TASK BRIEF: Each line of the listing that includes "metal" should be reported.

MATERIAL PROVIDED:
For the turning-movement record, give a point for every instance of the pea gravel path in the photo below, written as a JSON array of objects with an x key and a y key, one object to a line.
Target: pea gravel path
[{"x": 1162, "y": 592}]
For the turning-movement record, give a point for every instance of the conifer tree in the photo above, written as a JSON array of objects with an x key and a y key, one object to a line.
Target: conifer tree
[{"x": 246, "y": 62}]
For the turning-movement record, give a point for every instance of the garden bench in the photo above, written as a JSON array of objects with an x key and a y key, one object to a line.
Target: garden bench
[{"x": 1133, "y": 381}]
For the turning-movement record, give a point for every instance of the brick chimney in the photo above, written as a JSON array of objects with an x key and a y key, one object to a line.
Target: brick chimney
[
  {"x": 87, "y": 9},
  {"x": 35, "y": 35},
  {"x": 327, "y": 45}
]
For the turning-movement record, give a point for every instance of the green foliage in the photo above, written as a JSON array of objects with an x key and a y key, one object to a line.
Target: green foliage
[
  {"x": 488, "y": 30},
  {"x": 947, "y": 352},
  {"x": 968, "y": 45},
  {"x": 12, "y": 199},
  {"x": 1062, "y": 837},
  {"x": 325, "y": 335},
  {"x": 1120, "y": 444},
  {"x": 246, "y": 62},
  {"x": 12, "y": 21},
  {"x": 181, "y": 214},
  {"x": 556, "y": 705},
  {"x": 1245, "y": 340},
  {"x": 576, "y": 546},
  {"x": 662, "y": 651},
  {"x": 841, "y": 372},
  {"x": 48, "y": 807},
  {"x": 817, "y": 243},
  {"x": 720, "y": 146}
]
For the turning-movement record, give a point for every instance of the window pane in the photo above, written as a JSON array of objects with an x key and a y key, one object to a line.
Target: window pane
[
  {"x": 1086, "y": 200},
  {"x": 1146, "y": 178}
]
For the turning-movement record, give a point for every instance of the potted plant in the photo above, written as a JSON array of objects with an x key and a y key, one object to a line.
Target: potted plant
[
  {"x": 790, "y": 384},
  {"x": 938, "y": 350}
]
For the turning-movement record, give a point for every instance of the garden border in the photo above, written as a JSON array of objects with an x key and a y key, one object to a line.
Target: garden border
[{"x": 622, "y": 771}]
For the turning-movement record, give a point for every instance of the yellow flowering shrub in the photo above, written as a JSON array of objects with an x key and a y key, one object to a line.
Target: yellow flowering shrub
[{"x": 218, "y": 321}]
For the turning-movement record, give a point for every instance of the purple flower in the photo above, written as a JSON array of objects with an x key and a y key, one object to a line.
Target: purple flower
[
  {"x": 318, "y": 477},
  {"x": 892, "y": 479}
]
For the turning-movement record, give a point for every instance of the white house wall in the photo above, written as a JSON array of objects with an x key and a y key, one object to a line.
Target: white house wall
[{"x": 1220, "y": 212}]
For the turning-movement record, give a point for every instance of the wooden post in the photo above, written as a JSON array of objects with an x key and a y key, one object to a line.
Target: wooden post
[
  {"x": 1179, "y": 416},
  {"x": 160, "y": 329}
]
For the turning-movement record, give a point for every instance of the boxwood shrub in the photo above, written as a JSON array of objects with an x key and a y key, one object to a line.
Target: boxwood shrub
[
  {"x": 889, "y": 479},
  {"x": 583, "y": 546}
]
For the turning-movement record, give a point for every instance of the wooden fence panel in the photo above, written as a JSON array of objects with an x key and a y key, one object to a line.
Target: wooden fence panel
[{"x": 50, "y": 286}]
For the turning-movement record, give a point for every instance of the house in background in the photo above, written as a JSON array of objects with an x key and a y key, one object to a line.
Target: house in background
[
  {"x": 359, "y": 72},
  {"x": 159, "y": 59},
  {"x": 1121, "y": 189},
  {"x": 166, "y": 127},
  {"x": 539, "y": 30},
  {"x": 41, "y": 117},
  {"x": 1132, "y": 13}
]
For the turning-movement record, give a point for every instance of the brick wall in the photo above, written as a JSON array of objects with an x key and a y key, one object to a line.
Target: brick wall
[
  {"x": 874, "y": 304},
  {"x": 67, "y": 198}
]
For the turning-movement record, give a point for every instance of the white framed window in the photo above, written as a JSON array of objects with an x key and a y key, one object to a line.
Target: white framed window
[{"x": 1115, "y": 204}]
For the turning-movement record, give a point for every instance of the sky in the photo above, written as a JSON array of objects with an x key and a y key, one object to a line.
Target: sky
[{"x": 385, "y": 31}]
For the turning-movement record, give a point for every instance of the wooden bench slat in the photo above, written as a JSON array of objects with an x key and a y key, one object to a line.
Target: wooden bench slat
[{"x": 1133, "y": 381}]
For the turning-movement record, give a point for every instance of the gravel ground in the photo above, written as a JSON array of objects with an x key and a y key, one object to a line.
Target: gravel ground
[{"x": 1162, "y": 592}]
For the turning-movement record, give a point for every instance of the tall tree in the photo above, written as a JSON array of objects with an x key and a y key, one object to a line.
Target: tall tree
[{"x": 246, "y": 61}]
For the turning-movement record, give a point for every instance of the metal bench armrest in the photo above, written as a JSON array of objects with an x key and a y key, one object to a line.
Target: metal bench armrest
--
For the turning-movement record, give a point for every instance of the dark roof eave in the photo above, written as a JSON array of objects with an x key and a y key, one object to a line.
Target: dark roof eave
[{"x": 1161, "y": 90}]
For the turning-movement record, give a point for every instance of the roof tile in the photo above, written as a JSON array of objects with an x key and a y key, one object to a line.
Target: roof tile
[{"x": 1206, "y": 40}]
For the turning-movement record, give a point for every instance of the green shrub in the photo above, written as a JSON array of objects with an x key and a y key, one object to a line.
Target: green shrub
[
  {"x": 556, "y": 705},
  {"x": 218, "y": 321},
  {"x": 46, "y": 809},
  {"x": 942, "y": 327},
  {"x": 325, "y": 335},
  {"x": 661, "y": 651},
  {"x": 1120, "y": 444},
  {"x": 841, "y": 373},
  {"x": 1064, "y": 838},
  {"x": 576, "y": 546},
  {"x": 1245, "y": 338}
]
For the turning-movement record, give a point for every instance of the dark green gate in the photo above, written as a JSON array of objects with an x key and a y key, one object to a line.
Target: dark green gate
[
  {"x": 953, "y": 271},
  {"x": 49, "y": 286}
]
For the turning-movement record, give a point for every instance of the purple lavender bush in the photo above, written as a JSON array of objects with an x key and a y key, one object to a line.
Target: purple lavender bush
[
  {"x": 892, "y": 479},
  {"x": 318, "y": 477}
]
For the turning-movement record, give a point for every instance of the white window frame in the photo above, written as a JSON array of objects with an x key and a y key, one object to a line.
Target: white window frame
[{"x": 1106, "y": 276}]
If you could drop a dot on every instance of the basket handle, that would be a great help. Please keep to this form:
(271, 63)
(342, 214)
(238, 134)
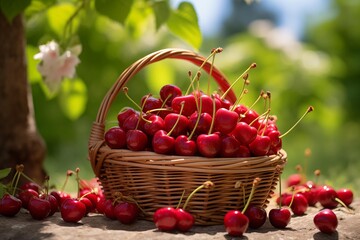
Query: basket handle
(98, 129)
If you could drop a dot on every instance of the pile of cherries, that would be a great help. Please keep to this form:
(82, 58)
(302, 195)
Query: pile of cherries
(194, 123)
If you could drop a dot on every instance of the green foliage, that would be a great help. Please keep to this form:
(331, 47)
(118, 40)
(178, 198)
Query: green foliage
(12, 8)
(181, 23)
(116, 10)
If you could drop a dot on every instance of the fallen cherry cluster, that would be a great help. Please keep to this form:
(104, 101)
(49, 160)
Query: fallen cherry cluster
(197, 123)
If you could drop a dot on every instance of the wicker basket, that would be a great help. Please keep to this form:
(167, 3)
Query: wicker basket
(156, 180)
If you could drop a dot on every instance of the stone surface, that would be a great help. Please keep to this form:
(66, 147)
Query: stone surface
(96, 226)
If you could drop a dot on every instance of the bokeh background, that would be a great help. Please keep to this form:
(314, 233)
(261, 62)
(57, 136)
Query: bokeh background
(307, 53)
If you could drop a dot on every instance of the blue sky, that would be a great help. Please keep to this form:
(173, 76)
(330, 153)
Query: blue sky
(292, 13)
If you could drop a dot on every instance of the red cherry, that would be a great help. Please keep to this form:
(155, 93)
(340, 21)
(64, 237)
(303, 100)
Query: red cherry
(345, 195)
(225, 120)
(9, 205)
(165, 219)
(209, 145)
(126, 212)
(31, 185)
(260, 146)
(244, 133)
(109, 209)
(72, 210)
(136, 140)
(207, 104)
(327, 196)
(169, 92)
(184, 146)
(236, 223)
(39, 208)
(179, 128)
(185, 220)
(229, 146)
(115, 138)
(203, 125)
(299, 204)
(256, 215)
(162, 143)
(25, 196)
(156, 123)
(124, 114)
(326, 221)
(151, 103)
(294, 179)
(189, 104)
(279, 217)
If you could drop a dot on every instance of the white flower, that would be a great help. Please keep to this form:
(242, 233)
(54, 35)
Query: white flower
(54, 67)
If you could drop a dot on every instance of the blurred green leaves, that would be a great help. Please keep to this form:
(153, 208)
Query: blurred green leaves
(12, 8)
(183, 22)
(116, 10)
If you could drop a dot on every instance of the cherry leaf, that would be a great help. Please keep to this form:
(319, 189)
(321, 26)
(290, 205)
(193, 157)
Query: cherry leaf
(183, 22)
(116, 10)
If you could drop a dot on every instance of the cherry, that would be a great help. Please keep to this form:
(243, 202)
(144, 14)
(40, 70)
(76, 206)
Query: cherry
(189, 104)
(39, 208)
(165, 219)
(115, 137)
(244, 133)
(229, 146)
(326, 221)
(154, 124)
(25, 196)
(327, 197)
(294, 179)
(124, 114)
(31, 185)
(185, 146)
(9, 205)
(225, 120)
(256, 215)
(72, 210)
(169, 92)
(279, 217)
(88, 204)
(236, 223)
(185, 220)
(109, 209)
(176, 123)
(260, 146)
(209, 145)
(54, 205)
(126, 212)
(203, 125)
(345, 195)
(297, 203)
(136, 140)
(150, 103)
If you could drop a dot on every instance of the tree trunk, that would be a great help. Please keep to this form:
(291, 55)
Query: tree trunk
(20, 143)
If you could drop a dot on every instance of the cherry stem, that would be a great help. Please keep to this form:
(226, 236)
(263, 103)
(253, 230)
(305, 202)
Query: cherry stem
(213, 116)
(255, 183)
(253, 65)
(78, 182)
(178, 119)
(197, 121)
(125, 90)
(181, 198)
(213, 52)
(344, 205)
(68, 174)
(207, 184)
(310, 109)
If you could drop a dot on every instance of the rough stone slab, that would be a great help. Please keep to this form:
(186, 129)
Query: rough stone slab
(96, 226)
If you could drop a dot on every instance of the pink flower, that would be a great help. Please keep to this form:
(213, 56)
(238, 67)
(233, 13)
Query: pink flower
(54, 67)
---
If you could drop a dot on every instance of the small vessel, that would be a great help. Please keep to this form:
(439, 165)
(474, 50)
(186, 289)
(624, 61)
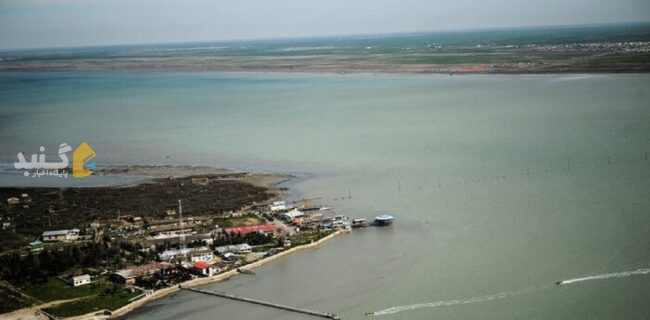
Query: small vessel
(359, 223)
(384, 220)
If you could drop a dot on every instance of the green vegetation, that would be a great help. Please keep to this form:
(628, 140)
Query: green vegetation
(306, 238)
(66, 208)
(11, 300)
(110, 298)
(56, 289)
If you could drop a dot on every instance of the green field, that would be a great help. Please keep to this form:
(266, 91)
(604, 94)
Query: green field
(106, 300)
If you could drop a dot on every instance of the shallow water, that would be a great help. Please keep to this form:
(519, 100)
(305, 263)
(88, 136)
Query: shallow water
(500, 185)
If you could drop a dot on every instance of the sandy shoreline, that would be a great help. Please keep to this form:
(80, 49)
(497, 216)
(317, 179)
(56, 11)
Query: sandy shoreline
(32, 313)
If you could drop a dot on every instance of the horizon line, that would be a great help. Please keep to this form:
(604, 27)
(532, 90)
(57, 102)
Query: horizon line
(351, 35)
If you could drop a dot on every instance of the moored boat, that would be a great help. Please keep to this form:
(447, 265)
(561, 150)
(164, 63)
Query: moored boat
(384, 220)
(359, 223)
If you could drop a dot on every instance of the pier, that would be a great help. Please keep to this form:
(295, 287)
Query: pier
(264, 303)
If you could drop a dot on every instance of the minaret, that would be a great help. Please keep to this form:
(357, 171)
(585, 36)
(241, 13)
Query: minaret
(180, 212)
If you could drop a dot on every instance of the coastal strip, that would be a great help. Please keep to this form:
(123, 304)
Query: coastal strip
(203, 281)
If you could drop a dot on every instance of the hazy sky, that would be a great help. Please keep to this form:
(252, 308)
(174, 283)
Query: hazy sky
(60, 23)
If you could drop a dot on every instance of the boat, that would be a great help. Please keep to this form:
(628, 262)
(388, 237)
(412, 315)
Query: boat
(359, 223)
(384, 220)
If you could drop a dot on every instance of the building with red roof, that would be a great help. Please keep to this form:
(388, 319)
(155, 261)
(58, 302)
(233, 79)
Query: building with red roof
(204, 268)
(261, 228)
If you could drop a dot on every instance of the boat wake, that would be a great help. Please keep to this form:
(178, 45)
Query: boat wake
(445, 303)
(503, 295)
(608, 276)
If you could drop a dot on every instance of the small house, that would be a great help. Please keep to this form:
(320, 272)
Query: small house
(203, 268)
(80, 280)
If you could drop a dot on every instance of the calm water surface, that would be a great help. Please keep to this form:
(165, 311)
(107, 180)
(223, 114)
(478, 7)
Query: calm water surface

SOLUTION:
For the turning-movement record, give a point for every instance of the metal bench armrest in the photo above, written as a JSON array of objects with an x key and a y key, one object to a line.
Target: metal bench armrest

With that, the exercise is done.